START Data provided

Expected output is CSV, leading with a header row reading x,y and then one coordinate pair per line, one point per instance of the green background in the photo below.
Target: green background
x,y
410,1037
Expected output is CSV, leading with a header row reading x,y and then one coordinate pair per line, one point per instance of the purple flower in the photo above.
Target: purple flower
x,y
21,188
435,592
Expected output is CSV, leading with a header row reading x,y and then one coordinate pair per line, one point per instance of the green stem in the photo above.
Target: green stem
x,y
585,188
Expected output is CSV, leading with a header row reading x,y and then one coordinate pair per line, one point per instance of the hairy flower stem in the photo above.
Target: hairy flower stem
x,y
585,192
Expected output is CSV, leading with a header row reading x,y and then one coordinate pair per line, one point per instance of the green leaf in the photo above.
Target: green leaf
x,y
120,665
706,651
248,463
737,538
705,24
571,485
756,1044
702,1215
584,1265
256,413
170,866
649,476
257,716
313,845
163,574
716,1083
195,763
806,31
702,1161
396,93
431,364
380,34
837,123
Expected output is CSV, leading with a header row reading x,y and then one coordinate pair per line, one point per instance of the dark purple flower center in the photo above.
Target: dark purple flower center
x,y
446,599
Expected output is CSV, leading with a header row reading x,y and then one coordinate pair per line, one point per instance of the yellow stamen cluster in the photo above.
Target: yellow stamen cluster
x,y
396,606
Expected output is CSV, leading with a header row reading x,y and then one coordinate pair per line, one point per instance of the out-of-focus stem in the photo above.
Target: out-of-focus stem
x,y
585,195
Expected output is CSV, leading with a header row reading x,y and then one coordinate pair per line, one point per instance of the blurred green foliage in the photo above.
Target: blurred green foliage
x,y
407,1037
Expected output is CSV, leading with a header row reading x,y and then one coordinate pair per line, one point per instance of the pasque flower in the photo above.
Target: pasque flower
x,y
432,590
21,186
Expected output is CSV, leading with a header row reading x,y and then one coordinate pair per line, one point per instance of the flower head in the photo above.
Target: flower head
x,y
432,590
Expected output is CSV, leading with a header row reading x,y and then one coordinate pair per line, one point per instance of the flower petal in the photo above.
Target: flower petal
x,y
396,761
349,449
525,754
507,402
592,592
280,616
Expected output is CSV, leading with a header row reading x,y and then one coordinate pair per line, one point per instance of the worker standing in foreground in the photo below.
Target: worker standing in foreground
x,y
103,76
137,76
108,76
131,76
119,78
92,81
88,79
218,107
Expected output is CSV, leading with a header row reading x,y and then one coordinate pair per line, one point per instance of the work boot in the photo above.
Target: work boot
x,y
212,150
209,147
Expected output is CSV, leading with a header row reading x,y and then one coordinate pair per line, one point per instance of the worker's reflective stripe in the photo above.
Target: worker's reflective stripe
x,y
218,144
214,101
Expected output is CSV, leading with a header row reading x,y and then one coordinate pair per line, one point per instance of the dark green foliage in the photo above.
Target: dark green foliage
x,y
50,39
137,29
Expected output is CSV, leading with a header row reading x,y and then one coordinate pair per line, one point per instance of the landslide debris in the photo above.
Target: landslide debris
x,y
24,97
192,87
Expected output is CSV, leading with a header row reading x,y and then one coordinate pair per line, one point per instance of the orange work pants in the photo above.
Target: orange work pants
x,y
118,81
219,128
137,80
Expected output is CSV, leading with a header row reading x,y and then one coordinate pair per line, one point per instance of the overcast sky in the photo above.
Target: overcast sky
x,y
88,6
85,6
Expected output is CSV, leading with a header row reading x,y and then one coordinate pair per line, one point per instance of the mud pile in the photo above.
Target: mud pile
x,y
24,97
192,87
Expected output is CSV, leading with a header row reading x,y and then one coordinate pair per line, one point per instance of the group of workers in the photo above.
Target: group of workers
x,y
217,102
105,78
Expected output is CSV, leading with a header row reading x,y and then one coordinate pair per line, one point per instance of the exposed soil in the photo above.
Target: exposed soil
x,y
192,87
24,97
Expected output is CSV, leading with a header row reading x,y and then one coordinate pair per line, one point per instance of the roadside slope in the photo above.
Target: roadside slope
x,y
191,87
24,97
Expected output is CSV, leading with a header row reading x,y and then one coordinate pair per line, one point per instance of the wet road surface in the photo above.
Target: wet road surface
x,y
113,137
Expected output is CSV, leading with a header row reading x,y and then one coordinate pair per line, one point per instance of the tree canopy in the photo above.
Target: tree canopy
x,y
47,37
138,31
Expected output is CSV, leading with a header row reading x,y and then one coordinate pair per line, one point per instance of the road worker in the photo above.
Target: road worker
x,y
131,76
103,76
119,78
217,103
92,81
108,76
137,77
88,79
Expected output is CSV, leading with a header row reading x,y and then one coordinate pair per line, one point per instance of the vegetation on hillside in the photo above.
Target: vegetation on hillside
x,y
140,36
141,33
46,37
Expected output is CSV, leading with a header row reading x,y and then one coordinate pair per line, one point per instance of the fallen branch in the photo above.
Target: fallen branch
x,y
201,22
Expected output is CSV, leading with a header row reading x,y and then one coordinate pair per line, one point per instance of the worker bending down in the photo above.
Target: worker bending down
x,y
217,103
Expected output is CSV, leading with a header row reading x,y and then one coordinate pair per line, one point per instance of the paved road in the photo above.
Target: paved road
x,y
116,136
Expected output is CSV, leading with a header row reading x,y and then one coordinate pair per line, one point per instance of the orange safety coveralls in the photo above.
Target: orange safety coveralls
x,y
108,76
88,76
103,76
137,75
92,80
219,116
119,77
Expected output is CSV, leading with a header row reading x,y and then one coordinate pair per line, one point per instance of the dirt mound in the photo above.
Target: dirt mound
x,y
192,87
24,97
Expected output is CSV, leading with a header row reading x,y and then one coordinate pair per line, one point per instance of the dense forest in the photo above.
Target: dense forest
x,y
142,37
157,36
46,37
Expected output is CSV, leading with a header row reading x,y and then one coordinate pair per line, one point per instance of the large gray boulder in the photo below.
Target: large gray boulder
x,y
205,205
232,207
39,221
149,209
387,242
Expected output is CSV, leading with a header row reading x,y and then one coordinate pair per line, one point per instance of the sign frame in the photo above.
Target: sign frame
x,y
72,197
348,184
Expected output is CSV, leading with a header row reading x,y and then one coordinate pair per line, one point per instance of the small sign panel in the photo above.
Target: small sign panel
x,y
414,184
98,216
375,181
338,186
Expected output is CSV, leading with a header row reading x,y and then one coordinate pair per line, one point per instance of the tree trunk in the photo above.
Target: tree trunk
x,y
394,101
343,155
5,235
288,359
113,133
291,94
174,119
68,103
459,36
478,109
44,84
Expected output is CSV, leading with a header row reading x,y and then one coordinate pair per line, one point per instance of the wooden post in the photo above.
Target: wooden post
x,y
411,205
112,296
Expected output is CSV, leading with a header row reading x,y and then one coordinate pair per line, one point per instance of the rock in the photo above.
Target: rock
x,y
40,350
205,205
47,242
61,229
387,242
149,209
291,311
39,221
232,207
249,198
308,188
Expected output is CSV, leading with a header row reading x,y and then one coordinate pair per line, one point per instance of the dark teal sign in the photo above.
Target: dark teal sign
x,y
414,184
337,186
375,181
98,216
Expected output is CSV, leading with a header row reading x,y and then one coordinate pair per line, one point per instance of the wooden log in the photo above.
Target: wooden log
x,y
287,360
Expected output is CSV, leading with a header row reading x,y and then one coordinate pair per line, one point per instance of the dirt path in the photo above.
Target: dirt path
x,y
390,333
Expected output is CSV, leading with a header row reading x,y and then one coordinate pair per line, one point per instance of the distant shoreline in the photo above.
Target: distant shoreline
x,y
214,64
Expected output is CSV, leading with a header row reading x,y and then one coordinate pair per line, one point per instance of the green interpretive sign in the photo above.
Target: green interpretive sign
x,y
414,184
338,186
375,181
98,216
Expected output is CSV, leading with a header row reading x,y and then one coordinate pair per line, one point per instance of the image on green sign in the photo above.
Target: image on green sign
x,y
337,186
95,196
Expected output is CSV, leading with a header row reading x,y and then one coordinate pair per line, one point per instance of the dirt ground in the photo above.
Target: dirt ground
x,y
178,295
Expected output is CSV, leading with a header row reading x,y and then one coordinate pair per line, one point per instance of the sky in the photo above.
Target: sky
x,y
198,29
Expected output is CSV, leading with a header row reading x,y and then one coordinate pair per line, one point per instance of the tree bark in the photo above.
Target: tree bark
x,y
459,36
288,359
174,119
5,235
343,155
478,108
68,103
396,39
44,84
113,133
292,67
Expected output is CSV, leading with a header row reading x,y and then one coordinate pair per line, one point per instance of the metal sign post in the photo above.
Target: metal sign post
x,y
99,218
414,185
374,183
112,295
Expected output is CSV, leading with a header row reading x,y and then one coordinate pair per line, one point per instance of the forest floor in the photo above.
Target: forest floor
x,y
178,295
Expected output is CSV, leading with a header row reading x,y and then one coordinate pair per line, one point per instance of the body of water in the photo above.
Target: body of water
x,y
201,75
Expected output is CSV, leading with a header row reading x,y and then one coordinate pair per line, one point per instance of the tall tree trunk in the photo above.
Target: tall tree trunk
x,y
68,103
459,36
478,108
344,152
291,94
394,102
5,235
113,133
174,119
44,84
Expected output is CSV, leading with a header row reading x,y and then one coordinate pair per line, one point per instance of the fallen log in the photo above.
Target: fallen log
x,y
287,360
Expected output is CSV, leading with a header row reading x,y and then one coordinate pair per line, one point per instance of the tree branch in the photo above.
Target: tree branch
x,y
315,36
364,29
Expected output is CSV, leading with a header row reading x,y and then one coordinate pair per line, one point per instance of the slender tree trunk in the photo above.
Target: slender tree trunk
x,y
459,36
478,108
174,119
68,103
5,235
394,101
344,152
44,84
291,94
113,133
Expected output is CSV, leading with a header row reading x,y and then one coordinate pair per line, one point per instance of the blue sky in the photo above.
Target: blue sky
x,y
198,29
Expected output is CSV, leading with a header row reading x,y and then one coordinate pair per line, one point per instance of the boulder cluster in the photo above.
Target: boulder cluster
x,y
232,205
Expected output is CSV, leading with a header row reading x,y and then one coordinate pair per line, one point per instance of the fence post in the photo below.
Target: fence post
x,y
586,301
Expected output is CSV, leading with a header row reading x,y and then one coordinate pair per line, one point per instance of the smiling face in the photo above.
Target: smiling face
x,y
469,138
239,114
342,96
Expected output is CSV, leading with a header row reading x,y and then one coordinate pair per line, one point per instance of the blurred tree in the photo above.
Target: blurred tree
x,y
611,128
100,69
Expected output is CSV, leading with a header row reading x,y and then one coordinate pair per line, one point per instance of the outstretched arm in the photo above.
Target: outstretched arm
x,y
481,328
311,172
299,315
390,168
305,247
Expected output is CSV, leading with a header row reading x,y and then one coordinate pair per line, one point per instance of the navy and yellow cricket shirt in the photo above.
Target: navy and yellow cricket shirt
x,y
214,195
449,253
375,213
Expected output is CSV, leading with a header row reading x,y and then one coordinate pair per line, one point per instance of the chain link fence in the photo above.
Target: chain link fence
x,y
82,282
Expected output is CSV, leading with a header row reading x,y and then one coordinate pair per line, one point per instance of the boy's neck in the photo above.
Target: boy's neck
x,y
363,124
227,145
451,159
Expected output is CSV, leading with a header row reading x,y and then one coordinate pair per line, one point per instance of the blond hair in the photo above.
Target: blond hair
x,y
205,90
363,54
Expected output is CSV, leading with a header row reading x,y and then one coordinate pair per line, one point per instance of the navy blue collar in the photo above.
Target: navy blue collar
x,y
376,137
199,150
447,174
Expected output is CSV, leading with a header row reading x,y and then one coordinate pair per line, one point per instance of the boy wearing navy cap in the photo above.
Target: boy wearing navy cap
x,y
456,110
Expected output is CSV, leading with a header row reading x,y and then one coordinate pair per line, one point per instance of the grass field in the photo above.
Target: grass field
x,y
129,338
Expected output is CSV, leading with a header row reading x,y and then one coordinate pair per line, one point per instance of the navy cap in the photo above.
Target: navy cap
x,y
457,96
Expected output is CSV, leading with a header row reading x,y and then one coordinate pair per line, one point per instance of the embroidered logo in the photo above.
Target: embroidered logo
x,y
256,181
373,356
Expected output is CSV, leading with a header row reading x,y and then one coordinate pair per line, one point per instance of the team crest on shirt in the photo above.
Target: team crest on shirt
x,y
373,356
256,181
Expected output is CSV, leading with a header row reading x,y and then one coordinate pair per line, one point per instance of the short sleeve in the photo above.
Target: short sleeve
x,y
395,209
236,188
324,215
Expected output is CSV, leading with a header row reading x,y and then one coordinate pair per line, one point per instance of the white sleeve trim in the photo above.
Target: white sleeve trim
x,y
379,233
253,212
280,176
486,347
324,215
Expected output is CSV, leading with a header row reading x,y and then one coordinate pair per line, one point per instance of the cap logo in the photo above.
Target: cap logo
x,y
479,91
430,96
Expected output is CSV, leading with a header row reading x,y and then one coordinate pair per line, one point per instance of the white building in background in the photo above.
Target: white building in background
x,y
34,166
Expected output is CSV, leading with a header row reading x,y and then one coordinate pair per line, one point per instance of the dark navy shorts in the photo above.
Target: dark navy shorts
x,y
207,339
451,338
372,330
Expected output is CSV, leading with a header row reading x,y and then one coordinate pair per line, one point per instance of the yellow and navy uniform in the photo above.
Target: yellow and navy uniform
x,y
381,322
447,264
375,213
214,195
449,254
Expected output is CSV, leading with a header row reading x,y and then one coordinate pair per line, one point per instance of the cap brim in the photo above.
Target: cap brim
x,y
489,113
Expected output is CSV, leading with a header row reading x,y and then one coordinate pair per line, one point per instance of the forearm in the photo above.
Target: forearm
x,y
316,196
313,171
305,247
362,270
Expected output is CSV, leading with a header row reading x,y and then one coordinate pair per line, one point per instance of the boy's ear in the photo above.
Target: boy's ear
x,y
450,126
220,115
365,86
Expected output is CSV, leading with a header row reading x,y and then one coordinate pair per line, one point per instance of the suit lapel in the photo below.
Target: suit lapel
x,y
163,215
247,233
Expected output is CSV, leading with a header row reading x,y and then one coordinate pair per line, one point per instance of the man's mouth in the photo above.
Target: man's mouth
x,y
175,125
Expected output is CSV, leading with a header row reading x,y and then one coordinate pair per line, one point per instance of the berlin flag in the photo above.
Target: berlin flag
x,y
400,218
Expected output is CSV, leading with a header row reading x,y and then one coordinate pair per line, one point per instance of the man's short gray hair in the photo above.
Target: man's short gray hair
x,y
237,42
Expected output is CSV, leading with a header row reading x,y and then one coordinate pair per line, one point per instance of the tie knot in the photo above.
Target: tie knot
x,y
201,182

END Data provided

_What is expected_: Repeat only the lines running from the line that contains "mouth in the photo above." through the last line above, inclusive.

_The answer_:
Expected output is CSV, leading with a header row reading x,y and then one coordinate pair per line, one point per instance of the man's mouth in the photo above.
Target: man's mouth
x,y
175,125
Expected output is CSV, leading with a header row reading x,y and then one coordinate pair per line, one point per instance of the berlin flag in the photo above.
Target: berlin flag
x,y
400,218
Expected output is CSV, leading with a header row reading x,y and then one coordinate pair per line, one point per instance of the man's short gray hair in the photo above.
Target: man's short gray hair
x,y
237,42
Expected output is CSV, leading with a header row reading x,y and then one coordinate pair per line, one point per instance of the tie knot in the photo above.
Target: tie knot
x,y
201,182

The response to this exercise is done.